▸ YOUR GOAL
Duplicate the part of the sailing forum thread starting with "We find our" and going on through "their busy lives.", word for word.

▸ DOCUMENT TEXT

===============

I'd love to hear specific boat recommendations - and any other feedback you might have.

Thanks in advance!

Kirk


----------



## sailtimeci (Dec 10, 2006)

Hi Kirk,
Unless you feel you must own a boat to enjoy the sport, we at SailTime recommend you go for a season in a program like ours. You take ASA lessons on the boat you become a member of so that you learn to sail and sail something that you learned on which ramps up your confidence once the instructor leaves you to your own sailing. Less confusion in those early stages!

We find our membership breaks into two groups; 1) people looking to gain experience and confidence who plan to own their own boat some day after they understand what the sport/lifestyle is all about more fully, ie. purchase a boat with much more knowledge than a never-ever would - and - 2) people who come into the program feeling like they are (#1) but find out that the SailTime membership covers their wants and needs and fits their busy lives.

While you are out hunting its pretty simple to sit down and talk with the Annapolis, Baltimore or Havre de Grace base manager to learn more about our program for sailors. There's never any pressure to join but if you hurry you could probably see the boats offered before they are poulled for the season.

Good luck in your deliberations - any way you slice it, sailing is a fun thing to do with family and friends !

Chris in Cali


----------



## dongreerps (May 14, 2007)

Hi Kirk:
A twist on the Advise from Chris. It make lots more sense to sail on other people's money as a start. With all the sailors and racers in Annapolis you should be able to find opportunities to crew for others. If you could crew on a racing boat you will learn more in one seasonthat any other way. More important, if you do crew on a boat on a semi regular basis, you soon will become known around the waterfront, and will get to know other sailors, their boats, etc. All on OPM. Find out what the racing schedules are, and then just show up at the waterfront on race days a couple of hours before start time, saying "anybody need help?"

===============

▸ STORED RECORDS

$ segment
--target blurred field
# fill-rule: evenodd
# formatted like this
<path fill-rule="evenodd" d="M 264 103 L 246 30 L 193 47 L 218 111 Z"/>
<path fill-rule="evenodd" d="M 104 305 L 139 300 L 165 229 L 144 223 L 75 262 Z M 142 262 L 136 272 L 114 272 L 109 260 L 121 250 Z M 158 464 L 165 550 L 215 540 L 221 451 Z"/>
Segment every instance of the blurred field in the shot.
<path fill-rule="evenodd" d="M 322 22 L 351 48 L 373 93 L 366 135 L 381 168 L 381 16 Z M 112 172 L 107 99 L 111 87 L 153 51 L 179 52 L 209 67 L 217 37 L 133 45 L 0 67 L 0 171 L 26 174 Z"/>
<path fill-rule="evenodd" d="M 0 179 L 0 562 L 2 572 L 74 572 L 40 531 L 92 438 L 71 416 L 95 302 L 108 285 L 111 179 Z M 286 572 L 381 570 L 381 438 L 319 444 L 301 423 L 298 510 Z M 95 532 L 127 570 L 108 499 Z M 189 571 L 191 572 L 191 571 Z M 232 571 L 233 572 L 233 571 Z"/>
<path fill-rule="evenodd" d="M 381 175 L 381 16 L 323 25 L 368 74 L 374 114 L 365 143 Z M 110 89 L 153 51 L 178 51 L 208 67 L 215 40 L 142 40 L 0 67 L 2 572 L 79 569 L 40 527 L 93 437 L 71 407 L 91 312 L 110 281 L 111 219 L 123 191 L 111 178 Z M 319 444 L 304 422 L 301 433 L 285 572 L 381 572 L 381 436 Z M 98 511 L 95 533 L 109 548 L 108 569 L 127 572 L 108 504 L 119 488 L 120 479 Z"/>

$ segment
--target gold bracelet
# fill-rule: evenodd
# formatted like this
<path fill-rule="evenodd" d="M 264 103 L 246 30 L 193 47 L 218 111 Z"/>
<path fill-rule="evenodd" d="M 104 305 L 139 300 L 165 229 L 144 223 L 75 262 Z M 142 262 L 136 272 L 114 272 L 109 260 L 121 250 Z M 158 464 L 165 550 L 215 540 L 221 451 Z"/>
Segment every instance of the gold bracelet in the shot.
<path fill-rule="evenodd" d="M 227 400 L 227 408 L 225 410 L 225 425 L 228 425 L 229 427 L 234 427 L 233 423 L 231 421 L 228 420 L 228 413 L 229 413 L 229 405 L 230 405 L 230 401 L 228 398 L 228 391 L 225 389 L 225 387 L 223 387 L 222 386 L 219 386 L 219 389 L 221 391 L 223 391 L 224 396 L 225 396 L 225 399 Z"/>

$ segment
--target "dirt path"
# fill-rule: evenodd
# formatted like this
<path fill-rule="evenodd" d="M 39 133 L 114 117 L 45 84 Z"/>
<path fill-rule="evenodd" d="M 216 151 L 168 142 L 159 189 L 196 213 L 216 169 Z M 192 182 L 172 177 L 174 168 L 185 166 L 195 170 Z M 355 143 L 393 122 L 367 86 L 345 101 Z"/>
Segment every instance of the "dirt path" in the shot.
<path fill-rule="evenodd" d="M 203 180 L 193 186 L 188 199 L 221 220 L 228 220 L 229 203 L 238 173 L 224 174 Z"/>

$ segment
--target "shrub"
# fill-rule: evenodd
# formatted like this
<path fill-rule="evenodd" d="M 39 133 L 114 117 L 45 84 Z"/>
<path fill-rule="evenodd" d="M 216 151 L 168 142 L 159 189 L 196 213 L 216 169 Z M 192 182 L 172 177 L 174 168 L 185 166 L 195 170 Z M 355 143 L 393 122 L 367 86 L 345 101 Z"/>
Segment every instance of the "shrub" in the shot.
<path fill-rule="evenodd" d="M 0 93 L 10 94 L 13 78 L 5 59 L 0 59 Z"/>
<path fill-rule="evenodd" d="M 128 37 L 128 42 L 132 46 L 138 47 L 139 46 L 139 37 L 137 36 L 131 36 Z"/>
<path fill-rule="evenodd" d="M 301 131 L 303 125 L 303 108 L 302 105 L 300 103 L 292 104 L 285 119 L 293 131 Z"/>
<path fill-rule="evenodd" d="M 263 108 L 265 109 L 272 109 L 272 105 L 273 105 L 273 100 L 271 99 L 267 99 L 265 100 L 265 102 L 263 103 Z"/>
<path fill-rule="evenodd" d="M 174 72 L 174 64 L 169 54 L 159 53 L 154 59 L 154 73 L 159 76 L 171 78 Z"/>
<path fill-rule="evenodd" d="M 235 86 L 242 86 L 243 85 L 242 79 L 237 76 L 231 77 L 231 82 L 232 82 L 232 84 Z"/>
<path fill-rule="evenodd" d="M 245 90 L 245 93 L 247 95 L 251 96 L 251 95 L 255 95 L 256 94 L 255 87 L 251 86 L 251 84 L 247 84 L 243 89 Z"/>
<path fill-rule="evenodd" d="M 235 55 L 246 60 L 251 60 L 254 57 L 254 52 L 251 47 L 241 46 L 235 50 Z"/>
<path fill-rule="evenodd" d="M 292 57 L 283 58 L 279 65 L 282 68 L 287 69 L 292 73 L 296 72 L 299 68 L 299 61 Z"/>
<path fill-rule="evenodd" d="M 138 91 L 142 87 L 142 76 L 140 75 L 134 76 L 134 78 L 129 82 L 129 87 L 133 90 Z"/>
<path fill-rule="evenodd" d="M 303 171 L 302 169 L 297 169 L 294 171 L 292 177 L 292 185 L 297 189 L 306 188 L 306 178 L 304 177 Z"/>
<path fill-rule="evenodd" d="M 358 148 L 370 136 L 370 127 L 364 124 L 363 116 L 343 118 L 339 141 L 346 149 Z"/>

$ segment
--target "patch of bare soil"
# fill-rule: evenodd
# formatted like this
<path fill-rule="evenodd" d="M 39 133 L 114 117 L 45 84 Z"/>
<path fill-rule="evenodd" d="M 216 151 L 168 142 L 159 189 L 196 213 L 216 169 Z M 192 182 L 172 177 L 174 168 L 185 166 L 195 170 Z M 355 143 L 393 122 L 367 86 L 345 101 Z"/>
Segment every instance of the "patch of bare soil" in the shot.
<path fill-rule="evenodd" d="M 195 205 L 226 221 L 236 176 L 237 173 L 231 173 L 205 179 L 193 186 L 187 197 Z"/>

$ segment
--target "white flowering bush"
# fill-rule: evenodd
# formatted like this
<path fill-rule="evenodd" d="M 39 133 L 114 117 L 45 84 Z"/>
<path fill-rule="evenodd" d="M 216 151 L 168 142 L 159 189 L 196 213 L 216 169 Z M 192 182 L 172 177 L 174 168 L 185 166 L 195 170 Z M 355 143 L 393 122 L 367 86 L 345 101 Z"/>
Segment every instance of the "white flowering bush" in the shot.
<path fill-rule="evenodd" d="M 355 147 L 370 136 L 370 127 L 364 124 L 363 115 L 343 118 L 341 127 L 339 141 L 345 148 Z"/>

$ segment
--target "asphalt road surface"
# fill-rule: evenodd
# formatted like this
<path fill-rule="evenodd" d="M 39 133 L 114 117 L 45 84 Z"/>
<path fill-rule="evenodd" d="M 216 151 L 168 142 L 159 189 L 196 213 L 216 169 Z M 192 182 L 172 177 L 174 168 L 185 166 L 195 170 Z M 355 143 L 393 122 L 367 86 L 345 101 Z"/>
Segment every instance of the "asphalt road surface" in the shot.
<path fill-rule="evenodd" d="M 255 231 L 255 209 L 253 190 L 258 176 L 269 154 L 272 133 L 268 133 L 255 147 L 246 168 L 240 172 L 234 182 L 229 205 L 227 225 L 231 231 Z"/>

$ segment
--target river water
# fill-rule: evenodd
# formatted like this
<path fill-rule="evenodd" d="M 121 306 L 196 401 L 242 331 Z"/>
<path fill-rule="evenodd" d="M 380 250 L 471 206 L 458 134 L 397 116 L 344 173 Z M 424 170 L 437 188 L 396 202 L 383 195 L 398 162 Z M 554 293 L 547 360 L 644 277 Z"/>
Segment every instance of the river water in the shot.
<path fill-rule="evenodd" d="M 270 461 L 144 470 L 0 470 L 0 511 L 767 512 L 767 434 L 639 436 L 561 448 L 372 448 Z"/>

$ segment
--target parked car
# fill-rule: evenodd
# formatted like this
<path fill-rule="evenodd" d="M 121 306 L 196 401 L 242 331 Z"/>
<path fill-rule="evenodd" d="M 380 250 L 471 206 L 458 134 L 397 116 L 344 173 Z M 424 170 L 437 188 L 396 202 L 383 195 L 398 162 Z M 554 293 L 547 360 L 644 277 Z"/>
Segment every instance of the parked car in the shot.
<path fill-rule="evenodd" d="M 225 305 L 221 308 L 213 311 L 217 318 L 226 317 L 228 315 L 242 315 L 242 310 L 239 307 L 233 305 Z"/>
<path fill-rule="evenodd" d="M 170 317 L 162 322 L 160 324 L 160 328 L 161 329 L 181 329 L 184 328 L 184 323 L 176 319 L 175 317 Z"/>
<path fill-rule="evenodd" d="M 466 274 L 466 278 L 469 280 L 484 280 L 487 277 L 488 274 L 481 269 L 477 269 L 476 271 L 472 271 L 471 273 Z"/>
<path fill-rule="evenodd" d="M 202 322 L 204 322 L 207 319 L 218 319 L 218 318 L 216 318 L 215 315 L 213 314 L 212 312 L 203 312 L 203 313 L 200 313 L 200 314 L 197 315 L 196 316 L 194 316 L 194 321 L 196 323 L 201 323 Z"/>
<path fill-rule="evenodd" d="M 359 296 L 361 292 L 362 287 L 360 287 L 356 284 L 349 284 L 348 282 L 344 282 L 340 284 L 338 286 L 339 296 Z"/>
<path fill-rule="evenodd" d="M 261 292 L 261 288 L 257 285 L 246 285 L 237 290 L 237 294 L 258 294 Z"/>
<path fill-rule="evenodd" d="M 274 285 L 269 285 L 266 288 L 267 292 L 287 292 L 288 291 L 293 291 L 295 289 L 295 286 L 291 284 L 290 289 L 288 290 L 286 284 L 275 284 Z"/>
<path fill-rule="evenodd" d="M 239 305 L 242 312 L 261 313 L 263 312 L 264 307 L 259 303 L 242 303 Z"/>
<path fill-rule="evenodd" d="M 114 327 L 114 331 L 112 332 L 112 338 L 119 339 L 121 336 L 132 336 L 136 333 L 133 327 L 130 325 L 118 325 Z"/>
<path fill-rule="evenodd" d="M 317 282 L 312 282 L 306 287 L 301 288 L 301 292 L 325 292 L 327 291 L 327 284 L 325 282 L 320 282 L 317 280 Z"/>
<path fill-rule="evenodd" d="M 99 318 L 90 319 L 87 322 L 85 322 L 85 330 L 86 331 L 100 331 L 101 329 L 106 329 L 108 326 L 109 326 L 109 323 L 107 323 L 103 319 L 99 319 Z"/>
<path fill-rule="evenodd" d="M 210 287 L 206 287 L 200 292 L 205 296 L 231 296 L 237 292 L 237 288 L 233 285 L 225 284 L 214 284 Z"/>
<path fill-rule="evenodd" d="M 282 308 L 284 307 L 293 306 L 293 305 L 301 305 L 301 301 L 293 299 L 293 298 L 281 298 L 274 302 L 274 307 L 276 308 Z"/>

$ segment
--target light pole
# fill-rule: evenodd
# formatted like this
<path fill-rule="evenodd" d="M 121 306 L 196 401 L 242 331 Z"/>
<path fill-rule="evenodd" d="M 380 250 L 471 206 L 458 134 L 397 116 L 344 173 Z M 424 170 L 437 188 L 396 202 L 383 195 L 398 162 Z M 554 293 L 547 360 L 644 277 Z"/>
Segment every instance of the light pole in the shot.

===============

▸ ANSWER TO THE EXERCISE
We find our membership breaks into two groups; 1) people looking to gain experience and confidence who plan to own their own boat some day after they understand what the sport/lifestyle is all about more fully, ie. purchase a boat with much more knowledge than a never-ever would - and - 2) people who come into the program feeling like they are (#1) but find out that the SailTime membership covers their wants and needs and fits their busy lives.